[DOCUMENT PASSAGE]

☆ ☆ ☆ ☆

Obama -- Community Dis-Organizer
What have "community organizers" accomplished? Based on my observations, community groups have done well with "green spaces" and "community gardens." But that's about it. All other neighborhood improvements were accomplished by forces far beyond the hapless community organizations, which seem to absorb allocations from taxpayers while doing next to nothing.
Did community organizers contribute to the drop in crime over the last 15 years? No.
Have they improved public schools in any way? No
Have they increased employment in any measurable way? No.
This is the where Obama has come from. His background is with organizations incapable of reaching worthwhile goals. He brings no record of achievement to the campaign.
Meanwhile, he's picked a vice presidential running mate who has had two brain aneurysms. Hence, Joe Biden is a lot closer to death than John McCain. The truly scary part occurs when you consider how totally unprepared Obama is for the presidency and then think about Biden's living-death status. One good shock might finish him off.
Obama is a man who's led angry tenants against landlords and led angry citizens as they demand more and more from taxpayers while offering nothing in return.
Obama has probably written his inauguration speech and undoubtedly he urges Americans to "Ask not what you can do for your country. Ask for as much as you can from taxpayers."
South Side Veterans for Truth
September 8, 2008
Last week we wrote that " 'community organizer' is to Barack Obama what 'war hero' was to John Kerry." We didn't know the half of it.
Kerry staked his claim to the presidency on the pretense that he was a war hero, notwithstanding his showy repudiation decades earlier of the war and his fellow veterans. According to a new exposé in the liberal New Republic, Obama, before embarking on a career in politics, similarly, albeit quietly, repudiated "community organizing," only to re-embrace it decades later, apparently out of political expediency.
TNR's John Judis tracked down Jerry Kellman, who in 1985 "hired Obama to organize residents of Chicago's South Side." Kellman describes a conversation the two "community organizers" had at a conference on "social justice" in October 1987:
"[Obama] wanted to marry and have children, and to have a stable income," Kellman recalls.
But Obama was also worried about something else. He told Kellman that he feared community organizing would never allow him "to make major changes in poverty or discrimination." To do that, he said, "you either had to be an elected official or be influential with elected officials." In other words, Obama believed that his chosen profession was getting him nowhere, or at least not far enough. . . .
And so, Obama told Kellman, he had decided to leave community organizing and go to law school.

☆ ☆ ☆ ☆

[RECORDS PROVIDED]
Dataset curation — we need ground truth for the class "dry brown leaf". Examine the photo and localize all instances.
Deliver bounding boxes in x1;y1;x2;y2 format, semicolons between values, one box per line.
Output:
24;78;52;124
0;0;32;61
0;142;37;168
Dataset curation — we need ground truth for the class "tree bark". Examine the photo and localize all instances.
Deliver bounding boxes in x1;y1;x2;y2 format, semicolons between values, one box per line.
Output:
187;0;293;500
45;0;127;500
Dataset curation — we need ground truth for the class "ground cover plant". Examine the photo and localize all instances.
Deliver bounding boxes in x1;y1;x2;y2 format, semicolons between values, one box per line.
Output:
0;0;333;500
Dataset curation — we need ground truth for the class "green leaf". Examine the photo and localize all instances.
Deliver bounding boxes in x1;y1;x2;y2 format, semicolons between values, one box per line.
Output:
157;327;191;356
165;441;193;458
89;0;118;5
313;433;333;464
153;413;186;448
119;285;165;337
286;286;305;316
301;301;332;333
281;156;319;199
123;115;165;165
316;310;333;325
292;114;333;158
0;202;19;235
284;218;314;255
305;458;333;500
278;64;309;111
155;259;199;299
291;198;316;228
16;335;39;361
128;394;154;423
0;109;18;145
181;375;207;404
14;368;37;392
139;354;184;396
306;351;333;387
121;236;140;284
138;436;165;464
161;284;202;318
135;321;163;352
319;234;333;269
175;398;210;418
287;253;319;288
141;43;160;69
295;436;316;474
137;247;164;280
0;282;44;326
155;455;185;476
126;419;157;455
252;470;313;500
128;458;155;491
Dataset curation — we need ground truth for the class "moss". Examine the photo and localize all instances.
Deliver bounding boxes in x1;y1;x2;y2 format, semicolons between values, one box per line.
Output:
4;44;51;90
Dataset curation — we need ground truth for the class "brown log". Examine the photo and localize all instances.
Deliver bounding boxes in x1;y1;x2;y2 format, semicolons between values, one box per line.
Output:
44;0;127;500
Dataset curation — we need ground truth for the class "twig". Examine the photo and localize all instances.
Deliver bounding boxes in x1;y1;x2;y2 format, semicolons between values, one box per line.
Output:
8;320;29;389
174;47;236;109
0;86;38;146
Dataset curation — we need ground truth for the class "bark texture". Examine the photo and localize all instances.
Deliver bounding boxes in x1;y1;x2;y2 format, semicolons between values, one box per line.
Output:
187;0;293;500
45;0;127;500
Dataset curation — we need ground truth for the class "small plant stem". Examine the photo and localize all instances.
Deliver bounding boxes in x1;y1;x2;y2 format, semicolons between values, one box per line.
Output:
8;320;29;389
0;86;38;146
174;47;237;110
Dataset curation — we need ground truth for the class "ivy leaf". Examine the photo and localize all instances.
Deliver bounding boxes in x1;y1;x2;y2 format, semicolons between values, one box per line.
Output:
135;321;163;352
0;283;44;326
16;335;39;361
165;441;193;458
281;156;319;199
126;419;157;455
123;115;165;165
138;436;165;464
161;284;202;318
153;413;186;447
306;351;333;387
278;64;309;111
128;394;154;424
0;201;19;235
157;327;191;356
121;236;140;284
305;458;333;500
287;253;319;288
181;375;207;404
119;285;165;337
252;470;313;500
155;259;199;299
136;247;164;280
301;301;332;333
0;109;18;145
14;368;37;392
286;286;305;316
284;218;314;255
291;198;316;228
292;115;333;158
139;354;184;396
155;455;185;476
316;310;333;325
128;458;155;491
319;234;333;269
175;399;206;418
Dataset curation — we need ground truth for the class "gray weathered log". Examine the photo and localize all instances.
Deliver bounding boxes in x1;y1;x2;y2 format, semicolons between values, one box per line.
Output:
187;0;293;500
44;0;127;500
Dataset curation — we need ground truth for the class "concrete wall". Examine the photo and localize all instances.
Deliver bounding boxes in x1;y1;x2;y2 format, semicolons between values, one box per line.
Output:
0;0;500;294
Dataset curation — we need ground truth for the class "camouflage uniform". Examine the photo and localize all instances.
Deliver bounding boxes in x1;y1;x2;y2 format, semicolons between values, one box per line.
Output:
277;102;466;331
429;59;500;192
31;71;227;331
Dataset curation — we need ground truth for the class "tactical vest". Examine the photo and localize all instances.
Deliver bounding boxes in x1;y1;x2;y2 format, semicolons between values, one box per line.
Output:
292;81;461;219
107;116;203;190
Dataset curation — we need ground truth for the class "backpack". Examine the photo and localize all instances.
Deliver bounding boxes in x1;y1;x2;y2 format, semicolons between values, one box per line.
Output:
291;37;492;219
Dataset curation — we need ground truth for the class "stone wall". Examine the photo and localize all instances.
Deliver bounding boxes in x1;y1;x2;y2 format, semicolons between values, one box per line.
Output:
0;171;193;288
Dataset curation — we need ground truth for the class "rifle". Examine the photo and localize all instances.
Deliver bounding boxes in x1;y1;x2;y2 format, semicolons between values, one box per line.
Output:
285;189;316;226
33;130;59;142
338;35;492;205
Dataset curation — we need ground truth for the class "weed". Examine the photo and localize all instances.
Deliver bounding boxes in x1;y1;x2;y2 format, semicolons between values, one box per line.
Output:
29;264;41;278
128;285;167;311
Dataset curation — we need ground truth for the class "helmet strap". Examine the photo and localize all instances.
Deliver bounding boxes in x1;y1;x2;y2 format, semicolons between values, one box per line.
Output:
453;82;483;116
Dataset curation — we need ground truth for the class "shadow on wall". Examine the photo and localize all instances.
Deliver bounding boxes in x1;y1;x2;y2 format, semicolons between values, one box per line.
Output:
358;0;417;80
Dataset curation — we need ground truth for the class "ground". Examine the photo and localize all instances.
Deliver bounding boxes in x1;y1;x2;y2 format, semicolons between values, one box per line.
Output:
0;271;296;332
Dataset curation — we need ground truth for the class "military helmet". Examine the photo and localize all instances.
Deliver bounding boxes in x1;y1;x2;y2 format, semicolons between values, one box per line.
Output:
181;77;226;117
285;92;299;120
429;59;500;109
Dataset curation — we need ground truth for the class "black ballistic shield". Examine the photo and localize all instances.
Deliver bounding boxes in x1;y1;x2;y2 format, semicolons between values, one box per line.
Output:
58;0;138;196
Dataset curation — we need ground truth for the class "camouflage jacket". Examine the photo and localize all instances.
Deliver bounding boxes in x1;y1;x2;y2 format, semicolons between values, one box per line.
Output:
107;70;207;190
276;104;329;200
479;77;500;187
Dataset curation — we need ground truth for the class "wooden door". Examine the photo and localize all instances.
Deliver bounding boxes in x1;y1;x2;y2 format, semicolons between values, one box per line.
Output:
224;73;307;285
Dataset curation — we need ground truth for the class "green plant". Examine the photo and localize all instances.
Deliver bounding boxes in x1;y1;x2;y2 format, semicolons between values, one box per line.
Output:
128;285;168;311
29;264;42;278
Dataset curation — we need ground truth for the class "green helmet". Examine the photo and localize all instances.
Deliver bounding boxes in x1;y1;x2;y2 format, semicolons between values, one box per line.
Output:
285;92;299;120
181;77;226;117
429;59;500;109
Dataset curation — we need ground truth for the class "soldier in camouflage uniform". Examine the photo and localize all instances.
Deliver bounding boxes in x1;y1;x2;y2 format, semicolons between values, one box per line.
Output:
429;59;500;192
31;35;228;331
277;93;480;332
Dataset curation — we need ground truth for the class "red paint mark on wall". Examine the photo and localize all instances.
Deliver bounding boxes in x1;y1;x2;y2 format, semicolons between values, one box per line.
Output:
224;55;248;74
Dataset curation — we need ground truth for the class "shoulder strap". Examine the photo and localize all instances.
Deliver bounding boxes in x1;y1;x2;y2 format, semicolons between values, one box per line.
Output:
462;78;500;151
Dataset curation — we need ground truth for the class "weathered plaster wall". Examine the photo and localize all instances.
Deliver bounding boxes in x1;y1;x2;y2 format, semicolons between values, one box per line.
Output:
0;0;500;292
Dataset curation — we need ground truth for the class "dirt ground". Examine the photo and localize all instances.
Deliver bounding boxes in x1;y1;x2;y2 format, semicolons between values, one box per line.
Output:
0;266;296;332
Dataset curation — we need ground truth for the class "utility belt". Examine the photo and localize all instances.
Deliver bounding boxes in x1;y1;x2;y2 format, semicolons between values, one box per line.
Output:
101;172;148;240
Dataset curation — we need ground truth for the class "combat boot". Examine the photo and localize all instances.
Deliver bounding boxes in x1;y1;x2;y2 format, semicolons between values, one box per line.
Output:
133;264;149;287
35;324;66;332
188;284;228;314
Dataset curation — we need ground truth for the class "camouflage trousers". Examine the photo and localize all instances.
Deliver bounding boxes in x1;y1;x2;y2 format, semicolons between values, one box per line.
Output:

☆ ☆ ☆ ☆

[PROBLEMS TO SOLVE]
1: List every person the Obama commentary mentions by name.
2: From the Obama commentary, quote the passage between "Have they improved" and "nothing in return.", inclusive.

[EXPECTED OUTPUTS]
1: Barack Obama, Joe Biden, John McCain, John Kerry, John Judis, Jerry Kellman

2:
Have they improved public schools in any way? No
Have they increased employment in any measurable way? No.
This is the where Obama has come from. His background is with organizations incapable of reaching worthwhile goals. He brings no record of achievement to the campaign.
Meanwhile, he's picked a vice presidential running mate who has had two brain aneurysms. Hence, Joe Biden is a lot closer to death than John McCain. The truly scary part occurs when you consider how totally unprepared Obama is for the presidency and then think about Biden's living-death status. One good shock might finish him off.
Obama is a man who's led angry tenants against landlords and led angry citizens as they demand more and more from taxpayers while offering nothing in return.